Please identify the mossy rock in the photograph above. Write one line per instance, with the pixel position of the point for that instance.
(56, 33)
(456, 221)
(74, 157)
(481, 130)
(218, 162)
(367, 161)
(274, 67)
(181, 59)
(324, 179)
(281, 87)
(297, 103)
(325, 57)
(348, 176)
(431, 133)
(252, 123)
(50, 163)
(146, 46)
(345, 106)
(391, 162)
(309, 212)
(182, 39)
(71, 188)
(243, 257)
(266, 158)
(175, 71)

- _Stated task_: Revise the listing above, replacing "mossy rock" with "moss-covered stone" and keeping everything else unchanged.

- _Final answer_:
Please identify the moss-covered stone in the photograph above. Write one line per instance, with the pixel position of the point for that instance.
(56, 33)
(456, 221)
(74, 157)
(481, 130)
(218, 162)
(367, 161)
(274, 67)
(181, 59)
(324, 179)
(281, 87)
(297, 103)
(325, 57)
(348, 176)
(431, 133)
(252, 123)
(50, 163)
(146, 46)
(345, 106)
(391, 162)
(309, 212)
(182, 39)
(71, 188)
(243, 257)
(266, 158)
(175, 71)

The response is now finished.